- [Required task 1]:
From the passage about Horowitz, list each honor or recognition she is said to have received.
- [Required task 2]:
Using the passage about Horowitz, answer these:
(a) What two kinds of people does she seem a bit like at first?
(b) About how many members does her institution have?
(c) What gross revenues does the institution have?

- [Text provided]:
-- Start --

She turns out to be funny that way: with straight brown hair, a barely perceptible touch of makeup, and an unprepossessing air, she seems at first a bit like a social worker, or even a librarian.

But Horowitz is, emphatically, not small. Founder and executive director of the Freelancers Union, Horowitz has created, in 15 years, an institution with nearly 150,000 members and multiple arms — including the union, its for-profit insurance company, and a political action committee (PAC) — as well as $100 million in gross revenues. She has received a MacArthur “genius” grant for her creation of the union, has been listed as one of Esquire magazine’s “Best and Brightest,” and this year was one of Crain’s “25 People to Watch.”

-- End --

Saved records:

-- Start --

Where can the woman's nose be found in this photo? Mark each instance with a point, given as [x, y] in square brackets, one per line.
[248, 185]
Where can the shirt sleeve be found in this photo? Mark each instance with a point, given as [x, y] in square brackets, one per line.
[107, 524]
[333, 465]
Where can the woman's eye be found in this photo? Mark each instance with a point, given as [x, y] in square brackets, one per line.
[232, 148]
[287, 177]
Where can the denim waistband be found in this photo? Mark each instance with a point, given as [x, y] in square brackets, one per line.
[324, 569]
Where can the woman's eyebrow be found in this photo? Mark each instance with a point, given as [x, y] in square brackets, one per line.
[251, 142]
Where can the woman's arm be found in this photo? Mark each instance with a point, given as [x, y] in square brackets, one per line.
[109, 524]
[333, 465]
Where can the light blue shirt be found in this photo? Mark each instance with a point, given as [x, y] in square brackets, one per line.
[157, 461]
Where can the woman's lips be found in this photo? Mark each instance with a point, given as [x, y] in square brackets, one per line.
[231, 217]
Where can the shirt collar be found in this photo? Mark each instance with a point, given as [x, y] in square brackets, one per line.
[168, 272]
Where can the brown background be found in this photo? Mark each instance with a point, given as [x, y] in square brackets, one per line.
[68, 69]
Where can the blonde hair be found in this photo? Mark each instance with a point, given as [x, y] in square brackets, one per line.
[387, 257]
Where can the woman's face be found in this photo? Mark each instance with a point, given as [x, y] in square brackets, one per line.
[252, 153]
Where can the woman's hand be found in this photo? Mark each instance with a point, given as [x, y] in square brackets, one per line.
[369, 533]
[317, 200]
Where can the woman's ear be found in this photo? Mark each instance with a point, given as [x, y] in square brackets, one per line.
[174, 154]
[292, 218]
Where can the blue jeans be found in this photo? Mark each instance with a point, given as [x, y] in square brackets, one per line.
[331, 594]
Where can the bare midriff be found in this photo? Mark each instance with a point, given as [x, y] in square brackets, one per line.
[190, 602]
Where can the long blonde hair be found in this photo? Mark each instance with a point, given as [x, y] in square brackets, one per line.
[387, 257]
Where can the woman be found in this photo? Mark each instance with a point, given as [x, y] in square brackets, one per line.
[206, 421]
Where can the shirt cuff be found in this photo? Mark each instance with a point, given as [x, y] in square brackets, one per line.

-- End --

- [Full response 1]:
- A MacArthur "genius" grant for her creation of the union
- A listing as one of Esquire magazine's "Best and Brightest"
- A place among Crain's "25 People to Watch" this year

- [Full response 2]:
(a) A social worker, or even a librarian.
(b) Nearly 150,000.
(c) $100 million.